**Sağlanan metin**:
»»
Ekonomi Bakanı Zafer
Çağlayan,
Merkez Bankasının dövize müdahalesinin yerinde ve zamanlamasının doğru olduğunu ifade etti.
Bakan Çağlayan, beraberinde
AK Parti Muş
Milletvekilleri Faruk
Işık ve
Muzaffer Çakar,
Türkiye Esnaf ve Sanatkarlar Konfederasyonu (
TESK) Başkanı Bendevi
Palandöken ile bazı iş adamlarıyla birlikte Muş'a geldi.
Muş Havaalanı'nda
Vali Ali Çınar, Belediye Başkanı Necmettin Dede ile çok sayıda partili tarafından karşılanan Çağlayan daha sonra Muş Valiliğini ziyaret etti. Burada Vali Ali Çınar'dan brifing alan Çağlayan, ardından gazetecilere geziyle ilgili açıklamalarda bulundu.
««
**Görev tanımı**:
Sağlanan metne göre şu soruları yanıtlayın:
(a) Zafer Çağlayan, Merkez Bankasının dövize müdahalesi hakkında ne söyledi?
(b) Muş'a gelen heyetteki TESK Başkanının adı nedir?
(c) Çağlayan'ı Muş Havaalanı'nda kimler karşıladı?
Bu iş için kayıtlara ihtiyaç yoktur.

**Veri kayıtları**:
»»
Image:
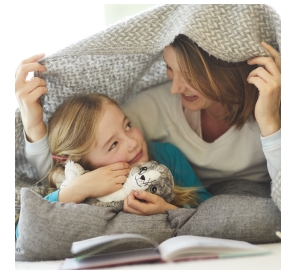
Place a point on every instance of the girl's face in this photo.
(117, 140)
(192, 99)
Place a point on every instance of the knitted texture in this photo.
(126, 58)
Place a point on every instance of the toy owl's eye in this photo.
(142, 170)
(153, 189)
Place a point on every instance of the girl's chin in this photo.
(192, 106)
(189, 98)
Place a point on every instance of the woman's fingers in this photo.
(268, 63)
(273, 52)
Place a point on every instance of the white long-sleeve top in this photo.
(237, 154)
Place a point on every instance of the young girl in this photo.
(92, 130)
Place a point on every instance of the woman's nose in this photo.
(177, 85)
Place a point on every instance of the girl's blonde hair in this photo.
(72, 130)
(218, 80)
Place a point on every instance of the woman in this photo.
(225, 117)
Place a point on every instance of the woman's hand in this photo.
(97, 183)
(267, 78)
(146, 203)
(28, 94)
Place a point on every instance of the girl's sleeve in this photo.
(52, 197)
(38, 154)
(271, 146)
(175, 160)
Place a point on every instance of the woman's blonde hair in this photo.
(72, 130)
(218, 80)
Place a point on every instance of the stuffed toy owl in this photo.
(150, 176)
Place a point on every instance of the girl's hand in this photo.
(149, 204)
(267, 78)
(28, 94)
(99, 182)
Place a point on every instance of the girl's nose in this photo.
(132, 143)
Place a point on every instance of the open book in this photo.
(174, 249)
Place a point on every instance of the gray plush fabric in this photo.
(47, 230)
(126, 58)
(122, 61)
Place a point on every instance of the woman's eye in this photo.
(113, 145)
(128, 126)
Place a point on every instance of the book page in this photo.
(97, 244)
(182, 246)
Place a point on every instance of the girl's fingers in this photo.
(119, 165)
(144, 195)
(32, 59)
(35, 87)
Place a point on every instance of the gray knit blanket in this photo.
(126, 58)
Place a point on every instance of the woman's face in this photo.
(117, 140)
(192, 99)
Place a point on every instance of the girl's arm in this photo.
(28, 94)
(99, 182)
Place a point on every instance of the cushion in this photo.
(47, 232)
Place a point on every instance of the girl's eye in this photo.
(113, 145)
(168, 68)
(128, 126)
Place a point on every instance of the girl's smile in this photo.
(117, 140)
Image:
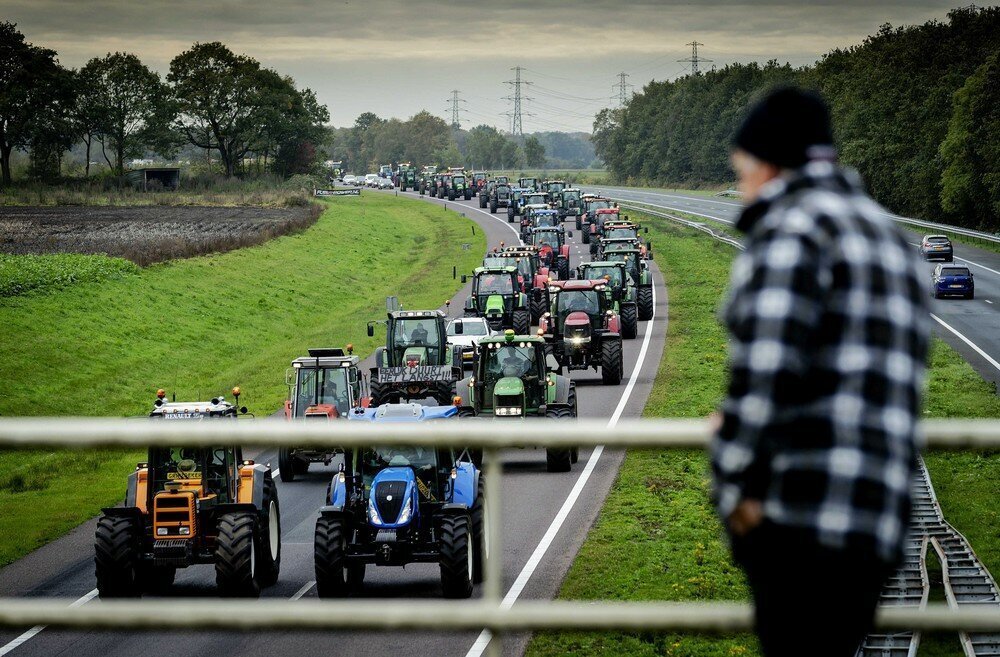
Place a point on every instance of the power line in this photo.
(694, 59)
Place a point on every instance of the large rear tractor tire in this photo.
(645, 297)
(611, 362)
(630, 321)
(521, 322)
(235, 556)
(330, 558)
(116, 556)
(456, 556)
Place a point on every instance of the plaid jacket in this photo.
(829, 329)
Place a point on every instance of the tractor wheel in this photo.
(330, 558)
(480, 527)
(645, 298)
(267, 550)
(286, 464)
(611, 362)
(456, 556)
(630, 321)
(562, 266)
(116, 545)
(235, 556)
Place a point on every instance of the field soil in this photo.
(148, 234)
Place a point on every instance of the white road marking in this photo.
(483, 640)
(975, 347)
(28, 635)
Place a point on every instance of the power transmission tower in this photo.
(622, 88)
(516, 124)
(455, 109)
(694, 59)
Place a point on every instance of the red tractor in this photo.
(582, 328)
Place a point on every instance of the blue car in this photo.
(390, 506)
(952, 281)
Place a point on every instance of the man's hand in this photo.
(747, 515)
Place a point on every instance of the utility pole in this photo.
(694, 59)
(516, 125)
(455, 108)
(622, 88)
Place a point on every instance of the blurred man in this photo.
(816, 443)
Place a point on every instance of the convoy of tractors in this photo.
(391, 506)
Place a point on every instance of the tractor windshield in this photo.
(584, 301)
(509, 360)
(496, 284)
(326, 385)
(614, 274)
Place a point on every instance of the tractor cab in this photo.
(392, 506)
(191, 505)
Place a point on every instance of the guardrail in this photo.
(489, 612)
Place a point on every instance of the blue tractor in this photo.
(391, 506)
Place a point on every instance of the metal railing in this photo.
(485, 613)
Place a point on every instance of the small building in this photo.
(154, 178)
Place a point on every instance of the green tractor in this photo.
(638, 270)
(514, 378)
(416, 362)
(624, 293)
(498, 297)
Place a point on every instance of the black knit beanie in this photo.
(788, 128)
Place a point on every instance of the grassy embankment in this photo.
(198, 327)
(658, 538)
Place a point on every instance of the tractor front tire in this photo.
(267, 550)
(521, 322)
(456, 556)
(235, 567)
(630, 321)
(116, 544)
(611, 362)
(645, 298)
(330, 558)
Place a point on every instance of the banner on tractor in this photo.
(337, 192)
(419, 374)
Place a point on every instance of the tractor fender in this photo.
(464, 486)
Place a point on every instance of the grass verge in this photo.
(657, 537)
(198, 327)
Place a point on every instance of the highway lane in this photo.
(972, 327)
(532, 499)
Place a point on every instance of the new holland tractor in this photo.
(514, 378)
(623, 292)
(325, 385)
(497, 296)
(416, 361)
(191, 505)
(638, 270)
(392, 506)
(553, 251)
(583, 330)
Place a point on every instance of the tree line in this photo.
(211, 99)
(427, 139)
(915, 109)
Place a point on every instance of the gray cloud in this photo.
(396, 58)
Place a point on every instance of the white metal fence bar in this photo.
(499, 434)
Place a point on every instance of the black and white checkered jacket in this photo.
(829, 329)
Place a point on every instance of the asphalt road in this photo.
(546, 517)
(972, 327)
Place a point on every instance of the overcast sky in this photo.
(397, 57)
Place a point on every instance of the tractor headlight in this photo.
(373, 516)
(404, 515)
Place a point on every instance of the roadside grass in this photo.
««
**Sonuç**:
(a) Çağlayan, müdahalenin yerinde ve zamanlamasının doğru olduğunu söyledi.
(b) TESK Başkanının adı Bendevi Palandöken'dir.
(c) Çağlayan'ı Vali Ali Çınar, Belediye Başkanı Necmettin Dede ve çok sayıda partili karşıladı.